All lines in the records below that hold "floral" are to be shown.

- Opening Delimiter -

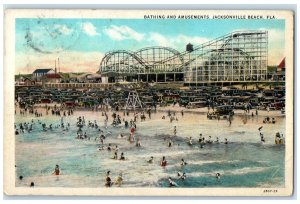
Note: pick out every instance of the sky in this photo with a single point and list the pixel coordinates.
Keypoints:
(80, 44)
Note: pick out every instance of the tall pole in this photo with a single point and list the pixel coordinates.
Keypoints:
(58, 66)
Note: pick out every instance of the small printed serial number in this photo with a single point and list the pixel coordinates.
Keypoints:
(270, 191)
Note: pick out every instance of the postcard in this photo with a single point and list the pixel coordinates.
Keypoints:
(148, 102)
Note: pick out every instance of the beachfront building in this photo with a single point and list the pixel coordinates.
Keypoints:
(240, 56)
(280, 72)
(40, 74)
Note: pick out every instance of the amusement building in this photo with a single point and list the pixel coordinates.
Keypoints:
(239, 56)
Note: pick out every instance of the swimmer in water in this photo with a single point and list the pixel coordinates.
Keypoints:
(122, 156)
(171, 183)
(183, 163)
(218, 176)
(119, 180)
(109, 147)
(163, 161)
(150, 160)
(170, 143)
(190, 141)
(181, 175)
(56, 170)
(115, 155)
(108, 182)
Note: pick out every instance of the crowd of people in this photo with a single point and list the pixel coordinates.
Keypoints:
(129, 123)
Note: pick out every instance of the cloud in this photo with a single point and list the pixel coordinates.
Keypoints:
(177, 42)
(63, 29)
(120, 33)
(70, 61)
(89, 29)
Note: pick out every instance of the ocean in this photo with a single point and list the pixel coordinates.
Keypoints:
(244, 162)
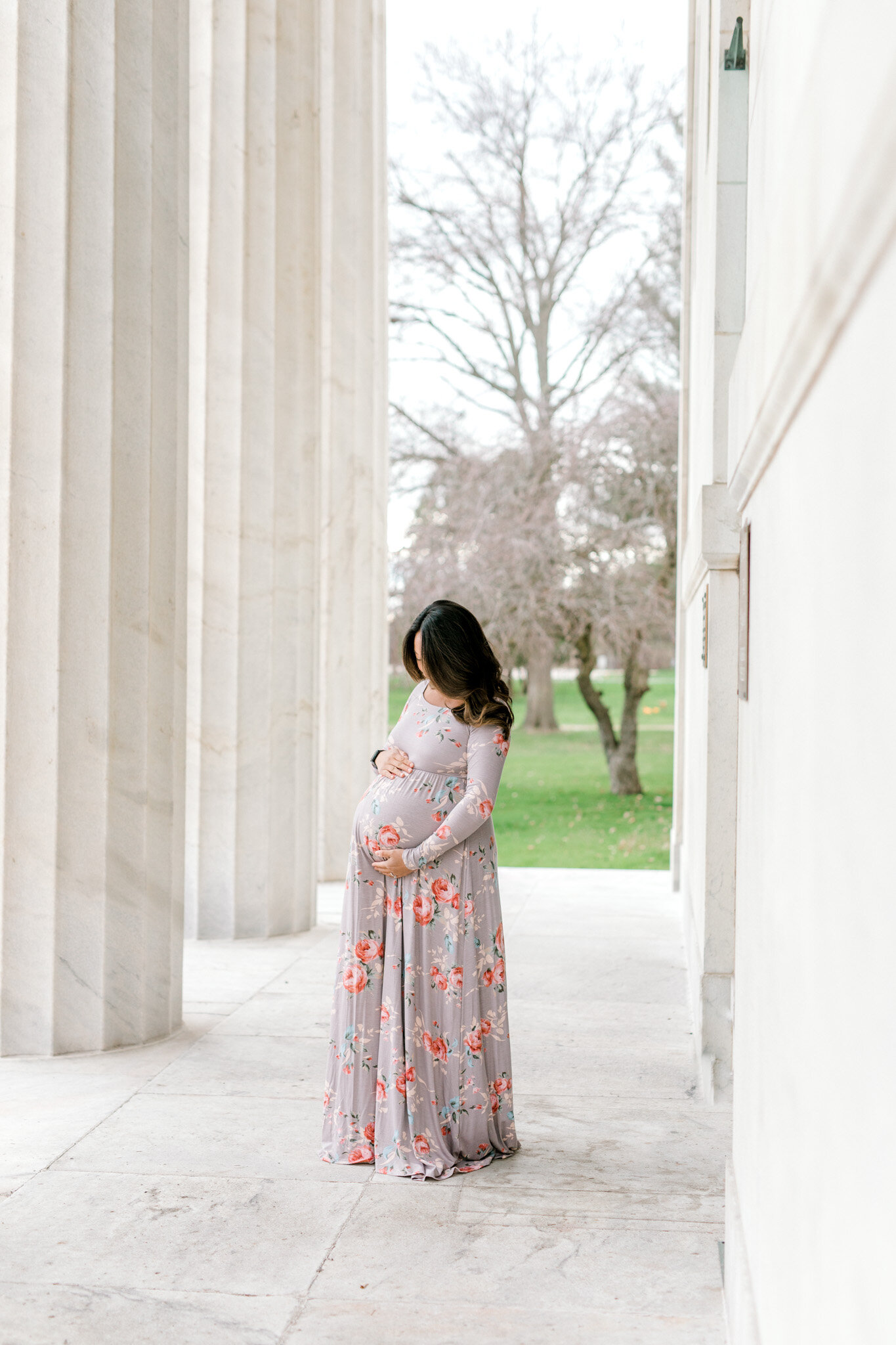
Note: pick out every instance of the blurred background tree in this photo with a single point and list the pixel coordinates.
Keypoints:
(536, 267)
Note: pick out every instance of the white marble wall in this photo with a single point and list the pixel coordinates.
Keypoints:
(704, 831)
(288, 451)
(93, 521)
(806, 459)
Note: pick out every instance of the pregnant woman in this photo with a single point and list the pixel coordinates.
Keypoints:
(418, 1075)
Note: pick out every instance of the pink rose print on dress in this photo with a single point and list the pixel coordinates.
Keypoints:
(438, 978)
(423, 908)
(355, 979)
(427, 1003)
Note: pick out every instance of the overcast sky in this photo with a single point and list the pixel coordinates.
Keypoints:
(651, 33)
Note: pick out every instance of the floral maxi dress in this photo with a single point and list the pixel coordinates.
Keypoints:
(418, 1075)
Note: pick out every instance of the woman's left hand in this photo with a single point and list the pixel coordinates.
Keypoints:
(390, 862)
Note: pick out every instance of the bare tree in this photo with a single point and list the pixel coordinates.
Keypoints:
(519, 264)
(621, 509)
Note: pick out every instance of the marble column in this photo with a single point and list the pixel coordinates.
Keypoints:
(255, 464)
(93, 523)
(354, 682)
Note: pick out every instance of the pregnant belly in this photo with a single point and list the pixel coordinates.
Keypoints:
(403, 813)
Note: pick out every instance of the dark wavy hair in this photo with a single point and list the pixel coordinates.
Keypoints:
(461, 663)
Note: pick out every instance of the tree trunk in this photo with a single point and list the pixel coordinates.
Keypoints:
(539, 707)
(621, 752)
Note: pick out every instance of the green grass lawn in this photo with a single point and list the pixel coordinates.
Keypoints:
(555, 808)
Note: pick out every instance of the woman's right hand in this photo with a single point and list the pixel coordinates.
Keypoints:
(393, 764)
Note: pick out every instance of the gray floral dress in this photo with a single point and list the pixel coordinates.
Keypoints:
(418, 1078)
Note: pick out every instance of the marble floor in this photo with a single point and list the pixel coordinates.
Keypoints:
(172, 1193)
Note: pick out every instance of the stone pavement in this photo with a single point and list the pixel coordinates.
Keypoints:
(172, 1193)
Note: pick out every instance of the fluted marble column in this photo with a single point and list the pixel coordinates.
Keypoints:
(255, 449)
(93, 521)
(288, 451)
(354, 697)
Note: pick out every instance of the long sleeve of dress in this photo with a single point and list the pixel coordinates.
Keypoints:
(486, 749)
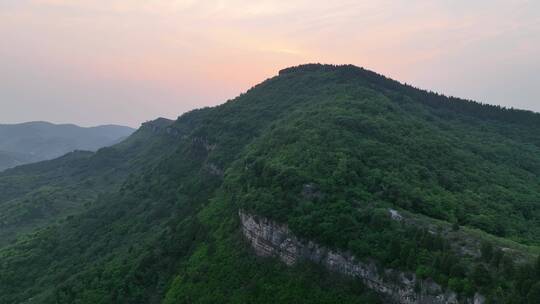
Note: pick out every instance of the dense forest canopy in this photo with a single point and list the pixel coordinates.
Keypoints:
(154, 219)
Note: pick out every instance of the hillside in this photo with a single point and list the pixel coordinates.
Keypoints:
(439, 192)
(37, 141)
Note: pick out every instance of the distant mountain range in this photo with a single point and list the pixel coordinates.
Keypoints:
(37, 141)
(324, 184)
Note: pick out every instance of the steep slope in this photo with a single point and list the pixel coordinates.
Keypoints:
(440, 189)
(36, 141)
(38, 194)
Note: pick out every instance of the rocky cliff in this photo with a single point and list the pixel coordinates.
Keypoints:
(270, 239)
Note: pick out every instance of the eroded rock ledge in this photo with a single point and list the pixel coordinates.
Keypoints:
(270, 239)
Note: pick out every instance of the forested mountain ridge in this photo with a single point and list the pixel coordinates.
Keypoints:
(328, 150)
(37, 141)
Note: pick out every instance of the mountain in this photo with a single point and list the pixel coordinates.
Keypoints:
(37, 141)
(323, 184)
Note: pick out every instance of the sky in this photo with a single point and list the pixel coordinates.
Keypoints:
(94, 62)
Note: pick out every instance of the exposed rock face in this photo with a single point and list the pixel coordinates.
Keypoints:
(272, 239)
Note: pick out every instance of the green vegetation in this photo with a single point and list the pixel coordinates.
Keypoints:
(37, 141)
(328, 150)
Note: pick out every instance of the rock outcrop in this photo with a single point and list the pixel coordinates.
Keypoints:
(270, 239)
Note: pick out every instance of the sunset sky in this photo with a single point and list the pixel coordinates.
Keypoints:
(127, 61)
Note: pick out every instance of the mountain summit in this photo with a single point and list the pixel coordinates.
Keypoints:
(324, 184)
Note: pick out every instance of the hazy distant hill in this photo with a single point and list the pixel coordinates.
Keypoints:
(370, 191)
(36, 141)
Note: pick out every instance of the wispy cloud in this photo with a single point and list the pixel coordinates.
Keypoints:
(173, 55)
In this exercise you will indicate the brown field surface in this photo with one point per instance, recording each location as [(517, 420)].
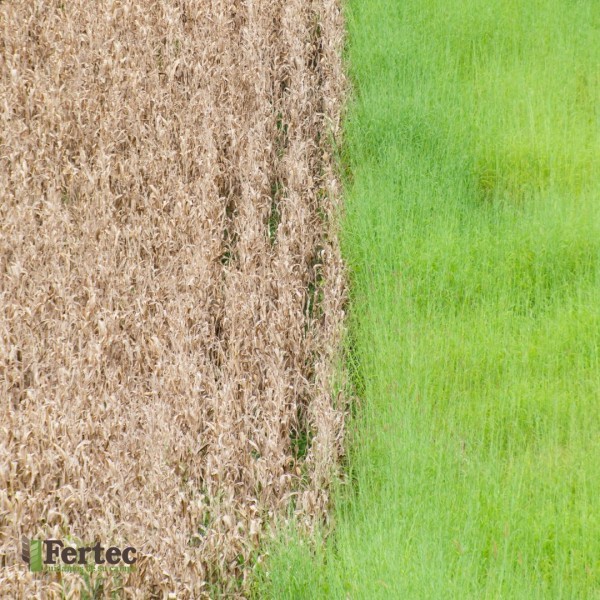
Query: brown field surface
[(171, 292)]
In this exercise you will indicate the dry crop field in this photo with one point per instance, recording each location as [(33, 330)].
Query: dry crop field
[(171, 292)]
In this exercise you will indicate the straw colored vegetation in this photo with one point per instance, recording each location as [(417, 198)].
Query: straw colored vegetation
[(170, 291)]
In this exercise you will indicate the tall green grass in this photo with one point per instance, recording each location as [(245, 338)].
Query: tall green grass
[(472, 235)]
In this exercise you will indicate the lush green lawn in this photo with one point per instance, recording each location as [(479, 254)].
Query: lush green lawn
[(472, 233)]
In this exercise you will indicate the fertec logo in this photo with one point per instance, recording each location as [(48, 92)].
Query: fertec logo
[(55, 555)]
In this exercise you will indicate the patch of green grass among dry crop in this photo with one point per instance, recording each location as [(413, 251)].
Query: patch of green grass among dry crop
[(472, 236)]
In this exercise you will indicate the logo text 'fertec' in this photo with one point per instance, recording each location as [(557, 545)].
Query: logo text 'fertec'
[(54, 555)]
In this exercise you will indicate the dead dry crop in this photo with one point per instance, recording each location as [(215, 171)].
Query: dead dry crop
[(171, 292)]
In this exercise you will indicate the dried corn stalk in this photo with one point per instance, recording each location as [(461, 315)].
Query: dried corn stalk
[(170, 284)]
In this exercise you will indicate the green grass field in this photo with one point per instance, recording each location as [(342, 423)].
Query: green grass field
[(472, 235)]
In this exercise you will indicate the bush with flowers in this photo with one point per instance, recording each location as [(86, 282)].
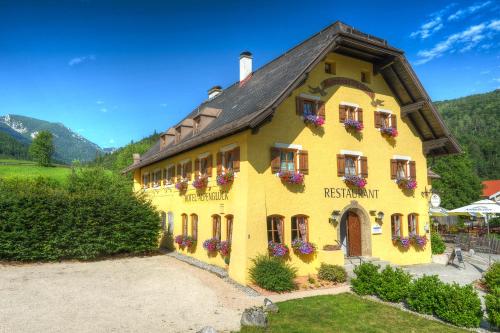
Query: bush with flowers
[(225, 178), (184, 241), (277, 249), (352, 124), (303, 247), (406, 183), (313, 119), (290, 177), (200, 182), (389, 131), (211, 245), (224, 248), (355, 181)]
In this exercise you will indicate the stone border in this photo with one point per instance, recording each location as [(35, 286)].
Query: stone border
[(218, 271)]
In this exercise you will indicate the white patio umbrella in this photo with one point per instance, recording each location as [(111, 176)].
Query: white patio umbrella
[(485, 207)]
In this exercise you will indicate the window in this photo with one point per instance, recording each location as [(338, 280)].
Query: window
[(396, 225), (300, 228), (330, 68), (286, 159), (413, 224), (352, 165), (184, 225), (350, 112), (365, 77), (194, 226), (275, 229), (229, 228), (216, 227)]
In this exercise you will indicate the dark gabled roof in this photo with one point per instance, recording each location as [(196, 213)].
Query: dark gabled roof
[(248, 105)]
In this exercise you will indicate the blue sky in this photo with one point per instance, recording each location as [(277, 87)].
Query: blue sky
[(115, 71)]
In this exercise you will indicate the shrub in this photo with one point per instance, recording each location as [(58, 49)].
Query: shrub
[(423, 293), (493, 307), (458, 305), (492, 276), (95, 214), (437, 244), (272, 273), (367, 279), (333, 273), (394, 284)]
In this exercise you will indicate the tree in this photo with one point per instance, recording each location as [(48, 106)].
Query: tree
[(42, 148), (459, 184)]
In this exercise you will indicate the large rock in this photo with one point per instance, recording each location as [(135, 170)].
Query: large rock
[(254, 317), (269, 306)]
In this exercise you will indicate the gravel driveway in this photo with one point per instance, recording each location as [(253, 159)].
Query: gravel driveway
[(151, 294)]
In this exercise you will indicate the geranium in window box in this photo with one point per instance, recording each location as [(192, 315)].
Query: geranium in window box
[(181, 185), (354, 125), (225, 178), (406, 183), (303, 247), (184, 241), (311, 118), (289, 177), (389, 131), (225, 248), (211, 245), (277, 249), (402, 242), (355, 181), (200, 182)]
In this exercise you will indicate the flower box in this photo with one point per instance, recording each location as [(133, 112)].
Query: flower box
[(225, 248), (311, 118), (354, 125), (200, 183), (211, 245), (225, 178), (303, 247), (289, 177), (184, 241), (406, 183), (355, 181), (389, 131), (277, 249)]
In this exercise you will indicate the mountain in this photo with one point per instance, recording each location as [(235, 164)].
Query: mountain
[(475, 122), (69, 146)]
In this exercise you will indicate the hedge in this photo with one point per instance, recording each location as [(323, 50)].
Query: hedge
[(96, 214)]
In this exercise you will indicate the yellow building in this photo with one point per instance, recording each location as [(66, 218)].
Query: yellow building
[(323, 145)]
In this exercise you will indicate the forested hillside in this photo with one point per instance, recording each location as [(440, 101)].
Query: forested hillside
[(475, 122)]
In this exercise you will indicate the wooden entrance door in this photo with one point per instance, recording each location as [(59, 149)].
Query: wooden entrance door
[(354, 234)]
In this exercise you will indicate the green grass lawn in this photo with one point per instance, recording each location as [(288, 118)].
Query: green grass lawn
[(346, 313), (28, 169)]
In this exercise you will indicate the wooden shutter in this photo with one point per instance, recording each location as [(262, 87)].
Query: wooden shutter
[(394, 169), (394, 122), (303, 162), (236, 159), (413, 170), (360, 115), (378, 119), (342, 113), (219, 163), (196, 167), (209, 165), (275, 160), (340, 165), (364, 166), (321, 109)]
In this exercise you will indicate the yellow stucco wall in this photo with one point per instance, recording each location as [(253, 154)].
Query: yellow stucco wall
[(257, 193)]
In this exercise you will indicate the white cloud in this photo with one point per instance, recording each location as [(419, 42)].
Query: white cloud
[(461, 13), (78, 60), (462, 41)]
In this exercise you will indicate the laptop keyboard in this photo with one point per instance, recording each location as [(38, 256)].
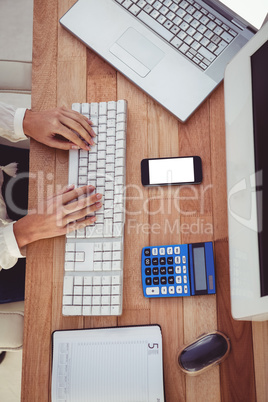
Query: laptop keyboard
[(187, 26), (93, 277)]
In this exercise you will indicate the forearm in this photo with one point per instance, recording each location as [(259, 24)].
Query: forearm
[(11, 122), (9, 250), (25, 231)]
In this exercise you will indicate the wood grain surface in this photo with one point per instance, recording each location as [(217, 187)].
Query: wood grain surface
[(65, 71)]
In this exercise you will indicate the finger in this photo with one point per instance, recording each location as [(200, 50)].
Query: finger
[(80, 225), (72, 137), (81, 119), (80, 214), (81, 204), (76, 193), (83, 129), (62, 144)]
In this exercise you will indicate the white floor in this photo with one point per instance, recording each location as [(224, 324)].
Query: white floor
[(10, 377)]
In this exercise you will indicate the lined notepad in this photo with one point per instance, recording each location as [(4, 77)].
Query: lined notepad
[(121, 364)]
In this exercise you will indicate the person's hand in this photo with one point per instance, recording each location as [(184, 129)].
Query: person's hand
[(58, 215), (57, 128)]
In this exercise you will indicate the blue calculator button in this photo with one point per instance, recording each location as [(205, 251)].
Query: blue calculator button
[(168, 271), (147, 252), (171, 280), (148, 281), (156, 280)]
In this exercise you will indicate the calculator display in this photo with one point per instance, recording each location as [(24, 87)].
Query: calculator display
[(200, 276)]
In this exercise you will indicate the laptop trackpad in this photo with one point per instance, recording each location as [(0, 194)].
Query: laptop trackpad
[(137, 52)]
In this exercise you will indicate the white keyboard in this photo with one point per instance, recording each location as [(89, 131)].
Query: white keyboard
[(93, 277), (192, 29)]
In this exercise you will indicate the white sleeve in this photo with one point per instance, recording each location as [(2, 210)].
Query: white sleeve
[(11, 122), (9, 249)]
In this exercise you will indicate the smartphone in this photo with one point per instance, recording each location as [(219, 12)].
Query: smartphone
[(171, 171)]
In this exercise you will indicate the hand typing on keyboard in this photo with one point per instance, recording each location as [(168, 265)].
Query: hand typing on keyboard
[(94, 255), (58, 215), (57, 128)]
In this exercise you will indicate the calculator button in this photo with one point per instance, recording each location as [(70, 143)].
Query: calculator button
[(171, 290), (169, 250), (152, 291), (164, 290), (147, 252), (156, 281), (171, 280), (179, 289), (162, 251), (177, 260), (148, 281)]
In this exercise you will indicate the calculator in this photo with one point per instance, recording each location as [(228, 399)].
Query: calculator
[(178, 270)]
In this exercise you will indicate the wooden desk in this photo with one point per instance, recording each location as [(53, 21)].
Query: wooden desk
[(64, 71)]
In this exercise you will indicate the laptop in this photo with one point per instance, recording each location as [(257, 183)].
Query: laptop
[(246, 100), (175, 50)]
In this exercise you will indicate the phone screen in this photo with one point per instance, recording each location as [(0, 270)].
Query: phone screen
[(174, 170)]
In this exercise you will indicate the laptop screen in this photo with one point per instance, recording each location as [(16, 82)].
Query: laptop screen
[(253, 11), (259, 68)]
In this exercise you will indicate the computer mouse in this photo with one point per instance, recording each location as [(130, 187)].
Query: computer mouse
[(206, 351)]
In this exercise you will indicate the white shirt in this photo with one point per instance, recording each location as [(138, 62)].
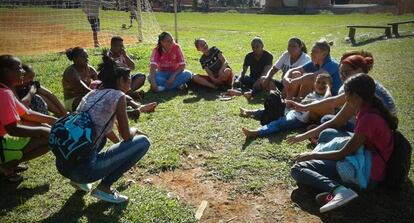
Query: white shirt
[(284, 64)]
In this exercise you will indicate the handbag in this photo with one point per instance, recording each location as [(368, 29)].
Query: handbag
[(73, 136)]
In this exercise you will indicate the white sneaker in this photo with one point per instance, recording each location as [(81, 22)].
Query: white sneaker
[(114, 197), (84, 187), (342, 197)]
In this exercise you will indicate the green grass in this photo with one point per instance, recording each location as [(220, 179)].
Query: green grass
[(198, 123)]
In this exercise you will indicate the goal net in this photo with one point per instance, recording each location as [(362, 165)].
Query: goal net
[(30, 27)]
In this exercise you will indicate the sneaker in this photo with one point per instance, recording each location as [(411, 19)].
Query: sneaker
[(84, 187), (115, 197), (342, 197), (323, 198)]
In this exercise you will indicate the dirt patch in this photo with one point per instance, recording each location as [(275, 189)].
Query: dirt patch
[(193, 184), (27, 33)]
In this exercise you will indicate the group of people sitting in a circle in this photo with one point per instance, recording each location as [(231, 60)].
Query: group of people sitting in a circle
[(345, 110)]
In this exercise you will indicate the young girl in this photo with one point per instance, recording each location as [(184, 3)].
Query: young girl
[(109, 104), (213, 62), (36, 96), (19, 142), (293, 119), (373, 130), (167, 66)]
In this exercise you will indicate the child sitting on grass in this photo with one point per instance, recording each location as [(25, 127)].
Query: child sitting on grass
[(292, 119)]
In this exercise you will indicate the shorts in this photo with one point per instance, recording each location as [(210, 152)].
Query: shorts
[(12, 148), (95, 23), (227, 83)]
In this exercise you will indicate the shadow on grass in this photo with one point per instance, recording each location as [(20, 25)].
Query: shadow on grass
[(74, 209), (11, 196), (379, 205), (372, 40)]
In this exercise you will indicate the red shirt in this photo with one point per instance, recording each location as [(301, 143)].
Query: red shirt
[(378, 138), (11, 108), (168, 61)]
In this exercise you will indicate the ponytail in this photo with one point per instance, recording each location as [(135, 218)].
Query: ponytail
[(364, 86)]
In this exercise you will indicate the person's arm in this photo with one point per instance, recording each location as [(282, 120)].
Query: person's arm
[(26, 100), (34, 116), (129, 61), (339, 120), (318, 107), (122, 118), (356, 141), (15, 129)]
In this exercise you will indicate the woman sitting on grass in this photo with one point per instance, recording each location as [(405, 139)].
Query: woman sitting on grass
[(109, 104), (352, 63), (373, 131), (37, 97), (77, 78), (293, 119), (213, 62), (19, 141), (260, 61), (295, 56), (167, 65), (298, 82)]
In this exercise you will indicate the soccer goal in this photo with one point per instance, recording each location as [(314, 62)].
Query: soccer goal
[(30, 27)]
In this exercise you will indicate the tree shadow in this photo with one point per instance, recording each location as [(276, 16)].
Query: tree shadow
[(380, 38), (378, 205), (11, 196), (74, 209)]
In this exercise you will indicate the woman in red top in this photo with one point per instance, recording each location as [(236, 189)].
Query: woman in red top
[(167, 67), (373, 130), (18, 142)]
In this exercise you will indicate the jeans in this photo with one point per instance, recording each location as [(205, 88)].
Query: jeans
[(108, 165), (319, 174), (161, 77), (287, 122)]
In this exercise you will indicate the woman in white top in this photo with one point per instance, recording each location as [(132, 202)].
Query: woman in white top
[(295, 56), (108, 104)]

- Closing Delimiter -

Result —
Note: pick out every instance of the floral maxi dress in this photo with a single point and list the pixel coordinates.
Note: pick out every instance of the gray floral dress in this photo with a single point and list the pixel coordinates.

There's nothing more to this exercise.